[Entries from a dataset]
····················

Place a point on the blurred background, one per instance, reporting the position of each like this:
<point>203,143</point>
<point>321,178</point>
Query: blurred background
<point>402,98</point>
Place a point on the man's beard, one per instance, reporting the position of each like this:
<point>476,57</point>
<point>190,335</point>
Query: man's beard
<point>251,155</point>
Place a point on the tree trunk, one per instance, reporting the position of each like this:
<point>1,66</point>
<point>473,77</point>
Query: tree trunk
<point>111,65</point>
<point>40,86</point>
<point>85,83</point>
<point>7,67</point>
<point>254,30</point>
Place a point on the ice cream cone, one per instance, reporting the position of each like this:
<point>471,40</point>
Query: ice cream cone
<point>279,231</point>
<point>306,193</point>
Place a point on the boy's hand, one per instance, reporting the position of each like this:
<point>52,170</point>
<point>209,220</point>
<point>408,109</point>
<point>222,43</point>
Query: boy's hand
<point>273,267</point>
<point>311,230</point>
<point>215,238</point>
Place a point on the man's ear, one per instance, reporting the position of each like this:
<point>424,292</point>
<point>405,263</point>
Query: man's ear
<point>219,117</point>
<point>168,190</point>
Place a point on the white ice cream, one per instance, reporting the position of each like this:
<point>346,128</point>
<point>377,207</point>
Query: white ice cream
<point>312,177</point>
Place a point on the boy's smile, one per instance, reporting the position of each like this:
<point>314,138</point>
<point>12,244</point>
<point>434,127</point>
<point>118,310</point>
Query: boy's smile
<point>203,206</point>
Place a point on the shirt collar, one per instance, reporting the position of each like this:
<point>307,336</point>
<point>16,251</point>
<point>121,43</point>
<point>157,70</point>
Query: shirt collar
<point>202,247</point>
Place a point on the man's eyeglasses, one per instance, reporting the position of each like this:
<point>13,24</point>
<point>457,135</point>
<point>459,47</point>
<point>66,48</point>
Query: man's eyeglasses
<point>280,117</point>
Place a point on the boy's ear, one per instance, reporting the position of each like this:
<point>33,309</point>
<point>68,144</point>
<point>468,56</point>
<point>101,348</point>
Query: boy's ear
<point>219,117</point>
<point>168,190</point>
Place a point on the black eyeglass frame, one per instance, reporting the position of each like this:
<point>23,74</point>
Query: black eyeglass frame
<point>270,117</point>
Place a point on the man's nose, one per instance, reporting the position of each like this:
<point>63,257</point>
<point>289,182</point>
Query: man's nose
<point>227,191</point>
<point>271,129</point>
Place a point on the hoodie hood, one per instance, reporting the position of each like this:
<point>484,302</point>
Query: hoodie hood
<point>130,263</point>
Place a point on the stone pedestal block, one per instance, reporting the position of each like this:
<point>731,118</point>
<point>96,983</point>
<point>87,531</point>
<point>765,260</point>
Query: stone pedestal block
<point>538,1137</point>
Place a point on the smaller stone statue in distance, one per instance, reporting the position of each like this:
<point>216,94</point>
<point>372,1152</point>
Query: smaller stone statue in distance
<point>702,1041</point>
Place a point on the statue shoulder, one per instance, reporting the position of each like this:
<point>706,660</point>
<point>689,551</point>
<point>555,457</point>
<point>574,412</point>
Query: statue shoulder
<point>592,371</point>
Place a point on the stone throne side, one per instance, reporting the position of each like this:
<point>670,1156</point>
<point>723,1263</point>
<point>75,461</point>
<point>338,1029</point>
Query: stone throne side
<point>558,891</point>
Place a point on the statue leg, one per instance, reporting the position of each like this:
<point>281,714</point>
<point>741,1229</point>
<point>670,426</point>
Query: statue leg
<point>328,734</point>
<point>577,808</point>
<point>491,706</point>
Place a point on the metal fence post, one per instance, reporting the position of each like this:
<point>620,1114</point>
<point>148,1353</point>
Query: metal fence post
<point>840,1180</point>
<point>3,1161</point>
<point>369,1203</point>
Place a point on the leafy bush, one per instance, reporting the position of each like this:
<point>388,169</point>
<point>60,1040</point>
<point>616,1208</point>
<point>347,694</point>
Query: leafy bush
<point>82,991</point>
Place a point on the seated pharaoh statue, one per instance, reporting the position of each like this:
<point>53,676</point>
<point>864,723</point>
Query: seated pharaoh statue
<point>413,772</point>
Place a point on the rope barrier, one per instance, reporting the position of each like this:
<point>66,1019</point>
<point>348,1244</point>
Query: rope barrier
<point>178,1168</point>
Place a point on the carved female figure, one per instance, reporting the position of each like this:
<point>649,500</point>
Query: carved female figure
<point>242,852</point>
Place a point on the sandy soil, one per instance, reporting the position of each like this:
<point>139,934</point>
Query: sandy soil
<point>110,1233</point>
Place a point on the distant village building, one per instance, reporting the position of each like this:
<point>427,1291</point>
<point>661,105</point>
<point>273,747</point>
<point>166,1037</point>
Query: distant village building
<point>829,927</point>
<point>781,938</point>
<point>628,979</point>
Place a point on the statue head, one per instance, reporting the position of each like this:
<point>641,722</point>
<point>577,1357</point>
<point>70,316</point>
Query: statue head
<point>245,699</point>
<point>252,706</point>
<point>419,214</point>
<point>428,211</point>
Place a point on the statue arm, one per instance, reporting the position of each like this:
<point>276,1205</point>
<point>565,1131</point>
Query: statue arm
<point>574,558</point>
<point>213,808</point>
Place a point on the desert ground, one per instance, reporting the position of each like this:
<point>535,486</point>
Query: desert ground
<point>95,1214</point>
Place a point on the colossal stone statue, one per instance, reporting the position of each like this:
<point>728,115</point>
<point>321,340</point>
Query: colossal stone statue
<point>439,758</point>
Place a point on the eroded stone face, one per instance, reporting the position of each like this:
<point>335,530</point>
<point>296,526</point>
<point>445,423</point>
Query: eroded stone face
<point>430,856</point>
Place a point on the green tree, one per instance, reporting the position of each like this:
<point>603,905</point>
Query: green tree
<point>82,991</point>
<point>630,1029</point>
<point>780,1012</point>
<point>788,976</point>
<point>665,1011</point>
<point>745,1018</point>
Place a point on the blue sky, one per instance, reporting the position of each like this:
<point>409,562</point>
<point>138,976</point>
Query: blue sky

····················

▶ [What is expected]
Duplicate every line of the material above verbatim.

▶ [The solution]
Place a point on the blurred background, one per instance, reporting the position of each like this:
<point>203,143</point>
<point>321,178</point>
Query: blurred background
<point>402,98</point>
Place a point on the man's beard, one per instance, reporting the position of each like this:
<point>476,57</point>
<point>190,335</point>
Query: man's beard
<point>251,155</point>
Place a point on the tree trunk, one per instance, reporting the position of each like this:
<point>1,66</point>
<point>473,77</point>
Query: tree trunk
<point>111,65</point>
<point>40,86</point>
<point>85,83</point>
<point>7,67</point>
<point>254,30</point>
Place a point on the ice cream cone, one per instance, reporting the position of each like this:
<point>471,40</point>
Query: ice cream cone
<point>279,231</point>
<point>306,193</point>
Place a point on the boy's hand, one per instance, reporting the position of each like this:
<point>52,170</point>
<point>209,220</point>
<point>408,109</point>
<point>222,43</point>
Query: boy's hand
<point>273,267</point>
<point>311,230</point>
<point>215,238</point>
Place a point on the man's ear, one per instance, reporting the position of each like this:
<point>424,292</point>
<point>405,263</point>
Query: man's ear
<point>219,117</point>
<point>168,190</point>
Place a point on the white ice cream, one per instance, reporting the position of each like this:
<point>346,128</point>
<point>377,207</point>
Query: white ice cream
<point>312,177</point>
Place a point on the boy's smile, one per instance, reporting the position of each like this:
<point>314,138</point>
<point>12,244</point>
<point>434,127</point>
<point>118,310</point>
Query: boy's smile
<point>203,206</point>
Place a point on the shirt collar, one per instance, reporting the position of each like this:
<point>307,336</point>
<point>16,251</point>
<point>121,43</point>
<point>157,70</point>
Query: shirt collar
<point>202,247</point>
Place a point on the man's eyeglasses, one per instance, reporting the position of each like this:
<point>13,24</point>
<point>457,135</point>
<point>459,47</point>
<point>66,48</point>
Query: man's eyeglasses
<point>280,117</point>
Place a point on the boy's ear, one per instance, reporting the position of each like this:
<point>33,309</point>
<point>68,144</point>
<point>468,56</point>
<point>101,348</point>
Query: boy's ear
<point>219,117</point>
<point>168,190</point>
Place a point on the black eyeglass frame, one per instance, reporting the position of each like this:
<point>23,74</point>
Query: black eyeglass frame
<point>270,117</point>
Place a point on the man's nose, one per instance, reporting the position of each like this:
<point>63,257</point>
<point>289,182</point>
Query: man's nose
<point>227,191</point>
<point>271,129</point>
Place a point on the hoodie hood, one per instance, reporting the position of each like this:
<point>484,302</point>
Query: hoodie hood
<point>130,263</point>
Place a point on the stone pedestal block, one per instance, reporting the position of each like this:
<point>731,118</point>
<point>96,983</point>
<point>87,531</point>
<point>765,260</point>
Query: stone pedestal block
<point>538,1137</point>
Place a point on the smaller stone statue in distance, one per instance, reporting the position of each like this:
<point>216,94</point>
<point>372,1152</point>
Query: smaller stone statue in distance
<point>702,1041</point>
Place a point on the statue shoulder, one per instance, reporting the position of each like this:
<point>706,660</point>
<point>689,551</point>
<point>555,457</point>
<point>574,412</point>
Query: statue shoulder
<point>592,371</point>
Place a point on the stone throne side, one per instance, reporting the position of each like this:
<point>670,1156</point>
<point>723,1263</point>
<point>75,461</point>
<point>338,1029</point>
Query: stone throne side
<point>558,891</point>
Place a point on the statue leg, one per instance, reporting the position of each like this:
<point>281,714</point>
<point>741,1229</point>
<point>670,426</point>
Query: statue leg
<point>328,734</point>
<point>577,808</point>
<point>491,706</point>
Place a point on the metal fence post, one per instance, reporting the position of each like this:
<point>620,1114</point>
<point>148,1353</point>
Query: metal fence post
<point>840,1180</point>
<point>3,1161</point>
<point>369,1203</point>
Place a point on the leafy bush, one per instance, reporting the position of each like this:
<point>388,169</point>
<point>60,1040</point>
<point>616,1208</point>
<point>347,694</point>
Query: leafy bush
<point>82,991</point>
Place a point on the seated pharaoh statue, one per instance, reporting the position of each like this:
<point>53,676</point>
<point>864,723</point>
Query: seated pharaoh statue
<point>413,772</point>
Place a point on the rope barrier, one per instance, reporting the position of each like this:
<point>66,1019</point>
<point>348,1244</point>
Query: rope barrier
<point>178,1168</point>
Place a point on the carved female figure, one per instance, reporting the position of each like this:
<point>649,500</point>
Query: carved female figure
<point>242,852</point>
Place a point on the sandy soil, one per instance, reporting the position of each like this:
<point>139,934</point>
Query: sandy soil
<point>110,1233</point>
Place a point on the distant village building, one per instance, reporting the position of each like this:
<point>427,1291</point>
<point>661,105</point>
<point>273,747</point>
<point>166,1037</point>
Query: distant village building
<point>829,927</point>
<point>781,938</point>
<point>628,979</point>
Place a point on the statue head, one per instance, reporting the position of each like this:
<point>641,722</point>
<point>577,1357</point>
<point>70,316</point>
Query: statue head
<point>245,699</point>
<point>252,706</point>
<point>419,214</point>
<point>428,211</point>
Place a point on the statue arm, one per instance, reporting the position of each like this:
<point>276,1205</point>
<point>565,1131</point>
Query: statue arm
<point>574,558</point>
<point>213,808</point>
Place a point on the desert ground, one per instance, reporting the position of each like this:
<point>535,486</point>
Query: desert ground
<point>95,1214</point>
Place a point on the colossal stone statue, one per instance, reporting the position of each like this:
<point>728,115</point>
<point>321,340</point>
Query: colossal stone statue
<point>439,758</point>
Place a point on the eroded stone face, one per instance, reporting the position of each like this:
<point>335,530</point>
<point>296,526</point>
<point>445,423</point>
Query: eroded stone face
<point>430,856</point>
Place a point on the green tree, one per instance, reporting the position of each like this:
<point>603,905</point>
Query: green tree
<point>82,991</point>
<point>630,1029</point>
<point>780,1012</point>
<point>788,976</point>
<point>665,1011</point>
<point>745,1018</point>
Place a point on the blue sky, one per instance, reporting the position of each like this:
<point>409,562</point>
<point>138,976</point>
Query: blue sky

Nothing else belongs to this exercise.